Region pointing data:
◇ ◇ ◇ ◇ ◇

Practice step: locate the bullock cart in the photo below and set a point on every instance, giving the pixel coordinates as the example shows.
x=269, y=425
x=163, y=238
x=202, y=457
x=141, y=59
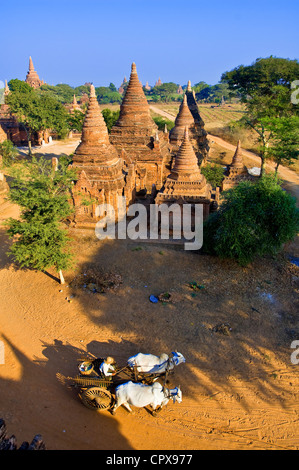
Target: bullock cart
x=97, y=392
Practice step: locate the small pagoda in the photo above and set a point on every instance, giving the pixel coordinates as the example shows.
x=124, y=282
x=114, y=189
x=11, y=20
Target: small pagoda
x=101, y=178
x=32, y=77
x=136, y=135
x=202, y=139
x=186, y=183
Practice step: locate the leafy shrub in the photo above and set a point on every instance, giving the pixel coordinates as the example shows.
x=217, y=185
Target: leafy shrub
x=254, y=219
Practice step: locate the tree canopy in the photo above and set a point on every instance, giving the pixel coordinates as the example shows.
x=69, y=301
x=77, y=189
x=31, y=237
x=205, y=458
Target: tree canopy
x=43, y=194
x=254, y=219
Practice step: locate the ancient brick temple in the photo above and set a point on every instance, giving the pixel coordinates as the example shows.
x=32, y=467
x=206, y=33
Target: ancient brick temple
x=202, y=144
x=13, y=129
x=101, y=175
x=3, y=135
x=32, y=77
x=236, y=171
x=186, y=184
x=73, y=106
x=136, y=135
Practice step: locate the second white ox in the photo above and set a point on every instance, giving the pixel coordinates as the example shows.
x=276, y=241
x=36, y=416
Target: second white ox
x=141, y=395
x=154, y=364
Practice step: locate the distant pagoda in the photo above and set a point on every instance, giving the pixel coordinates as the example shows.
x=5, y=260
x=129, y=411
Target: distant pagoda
x=137, y=136
x=186, y=183
x=100, y=169
x=202, y=140
x=236, y=171
x=32, y=77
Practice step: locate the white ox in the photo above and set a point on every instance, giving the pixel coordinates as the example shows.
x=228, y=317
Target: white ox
x=140, y=395
x=154, y=364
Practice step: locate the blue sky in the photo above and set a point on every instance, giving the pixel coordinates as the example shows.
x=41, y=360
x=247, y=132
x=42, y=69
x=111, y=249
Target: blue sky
x=74, y=41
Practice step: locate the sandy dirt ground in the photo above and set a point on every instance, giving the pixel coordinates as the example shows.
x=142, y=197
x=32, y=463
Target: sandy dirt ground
x=240, y=387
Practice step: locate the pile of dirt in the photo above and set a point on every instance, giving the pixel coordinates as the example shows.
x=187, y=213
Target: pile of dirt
x=96, y=281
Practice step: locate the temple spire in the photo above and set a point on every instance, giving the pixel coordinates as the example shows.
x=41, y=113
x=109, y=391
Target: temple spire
x=31, y=67
x=237, y=161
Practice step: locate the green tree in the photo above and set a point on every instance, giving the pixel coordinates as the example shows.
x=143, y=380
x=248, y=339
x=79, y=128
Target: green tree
x=40, y=240
x=284, y=138
x=214, y=174
x=254, y=219
x=165, y=92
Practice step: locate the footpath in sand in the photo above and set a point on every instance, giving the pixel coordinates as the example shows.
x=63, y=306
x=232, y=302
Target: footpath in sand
x=240, y=389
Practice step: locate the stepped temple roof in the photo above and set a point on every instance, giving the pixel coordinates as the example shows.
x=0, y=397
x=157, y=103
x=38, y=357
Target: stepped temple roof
x=32, y=77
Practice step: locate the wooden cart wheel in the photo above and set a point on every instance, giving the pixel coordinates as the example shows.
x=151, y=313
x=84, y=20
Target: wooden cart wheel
x=96, y=398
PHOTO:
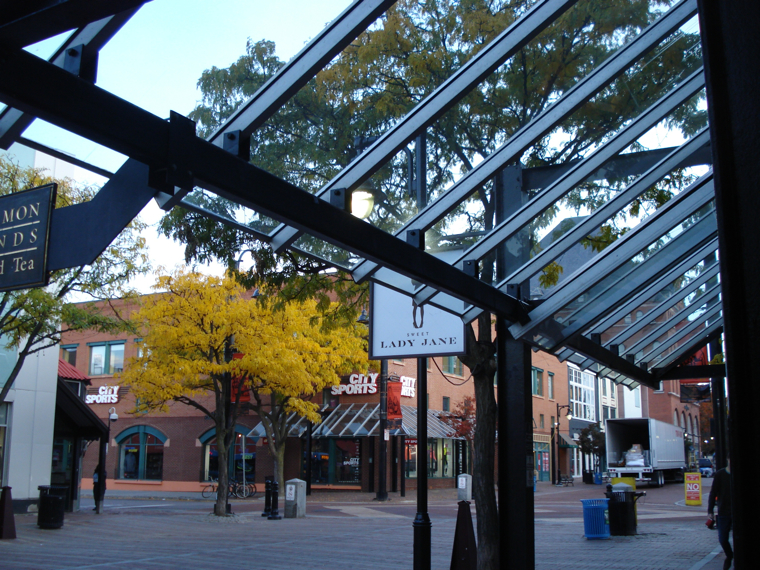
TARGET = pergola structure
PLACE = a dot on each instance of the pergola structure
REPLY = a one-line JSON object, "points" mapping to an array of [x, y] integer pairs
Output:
{"points": [[691, 263]]}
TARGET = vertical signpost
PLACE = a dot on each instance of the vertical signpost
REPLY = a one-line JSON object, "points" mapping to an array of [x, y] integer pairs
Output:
{"points": [[693, 489], [400, 328], [24, 229]]}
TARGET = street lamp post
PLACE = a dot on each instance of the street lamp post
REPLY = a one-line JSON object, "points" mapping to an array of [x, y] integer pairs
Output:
{"points": [[569, 416]]}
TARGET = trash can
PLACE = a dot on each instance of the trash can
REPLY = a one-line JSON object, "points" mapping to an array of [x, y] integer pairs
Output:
{"points": [[50, 509], [596, 523], [622, 504]]}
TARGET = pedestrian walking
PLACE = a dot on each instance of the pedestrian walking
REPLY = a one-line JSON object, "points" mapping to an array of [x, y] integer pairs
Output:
{"points": [[98, 487], [720, 493]]}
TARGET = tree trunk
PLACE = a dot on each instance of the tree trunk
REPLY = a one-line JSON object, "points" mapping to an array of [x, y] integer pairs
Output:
{"points": [[278, 454], [483, 491], [220, 507], [481, 362]]}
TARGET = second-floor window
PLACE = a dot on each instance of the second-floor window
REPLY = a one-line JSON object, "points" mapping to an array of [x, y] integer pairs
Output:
{"points": [[538, 382], [106, 357], [452, 365], [582, 394]]}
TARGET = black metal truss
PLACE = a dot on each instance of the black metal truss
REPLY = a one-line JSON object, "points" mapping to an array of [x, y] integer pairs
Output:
{"points": [[30, 21], [692, 198], [434, 105], [93, 37], [592, 84], [579, 173], [179, 158]]}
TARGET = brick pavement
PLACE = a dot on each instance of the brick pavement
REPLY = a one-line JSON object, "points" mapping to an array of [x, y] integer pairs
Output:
{"points": [[341, 535]]}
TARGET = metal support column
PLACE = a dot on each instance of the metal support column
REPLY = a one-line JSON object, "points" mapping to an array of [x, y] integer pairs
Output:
{"points": [[382, 460], [730, 44], [422, 525], [516, 530]]}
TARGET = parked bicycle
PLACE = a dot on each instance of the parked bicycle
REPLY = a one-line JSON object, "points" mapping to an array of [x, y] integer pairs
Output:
{"points": [[234, 489]]}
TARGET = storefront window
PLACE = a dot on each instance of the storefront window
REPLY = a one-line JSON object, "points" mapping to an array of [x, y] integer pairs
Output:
{"points": [[141, 453], [410, 455], [440, 458], [242, 461], [336, 461], [541, 460]]}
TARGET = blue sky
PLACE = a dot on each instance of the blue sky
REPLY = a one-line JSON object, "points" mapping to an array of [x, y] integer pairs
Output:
{"points": [[157, 58]]}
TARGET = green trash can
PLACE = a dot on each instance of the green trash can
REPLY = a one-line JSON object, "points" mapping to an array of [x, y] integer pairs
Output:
{"points": [[50, 508], [596, 523]]}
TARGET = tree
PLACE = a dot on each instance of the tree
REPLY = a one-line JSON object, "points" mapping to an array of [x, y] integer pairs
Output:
{"points": [[390, 68], [284, 356], [33, 319], [462, 421]]}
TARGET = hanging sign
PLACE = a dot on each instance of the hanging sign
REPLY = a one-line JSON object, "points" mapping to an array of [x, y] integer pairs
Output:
{"points": [[693, 489], [399, 328], [24, 228]]}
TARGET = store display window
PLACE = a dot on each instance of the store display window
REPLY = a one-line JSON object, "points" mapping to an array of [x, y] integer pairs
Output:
{"points": [[242, 461], [141, 453], [440, 457], [336, 461]]}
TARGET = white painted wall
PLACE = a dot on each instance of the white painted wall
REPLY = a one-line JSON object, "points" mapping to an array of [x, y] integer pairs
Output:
{"points": [[31, 423]]}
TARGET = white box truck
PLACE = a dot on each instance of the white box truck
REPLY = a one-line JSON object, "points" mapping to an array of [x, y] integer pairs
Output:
{"points": [[647, 449]]}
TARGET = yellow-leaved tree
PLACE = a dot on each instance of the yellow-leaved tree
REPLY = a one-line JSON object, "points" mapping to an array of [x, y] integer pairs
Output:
{"points": [[285, 356]]}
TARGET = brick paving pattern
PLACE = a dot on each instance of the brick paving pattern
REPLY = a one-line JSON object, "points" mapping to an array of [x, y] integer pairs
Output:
{"points": [[343, 531]]}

◇ ◇ ◇ ◇ ◇

● What is required: Among the records above, repeat exactly the line with "Target: ancient brick temple", the line with "Practice step: locate the sandy", and every line in between, and only those.

● Written answer:
Target: ancient brick temple
x=202, y=144
x=13, y=129
x=101, y=175
x=3, y=135
x=32, y=77
x=236, y=171
x=186, y=184
x=73, y=106
x=136, y=135
Practice step: locate the second white ox in the photo above and set a point on every instance, giving the pixel coordinates as the example shows.
x=276, y=241
x=36, y=416
Target: second white ox
x=141, y=395
x=154, y=364
Practice step: locate the distant pagoda in the photo above and set a point on every instance, giving the pixel coordinates as the example shows.
x=5, y=260
x=129, y=411
Target: distant pagoda
x=137, y=136
x=186, y=183
x=100, y=169
x=202, y=140
x=236, y=171
x=32, y=77
Practice step: locate the white ox in the photo above and set a point on every instance, giving the pixel coordinates as the example shows.
x=228, y=317
Target: white ox
x=140, y=395
x=154, y=364
Practice step: locate the blue sky in the photo above and set a point on every instance, giving the pixel coordinates as the example shows.
x=41, y=360
x=247, y=132
x=42, y=69
x=111, y=249
Target: blue sky
x=74, y=41
Practice step: locate the sandy dirt ground in the photo above and set a point on every instance, giving the pixel coordinates as the example shows.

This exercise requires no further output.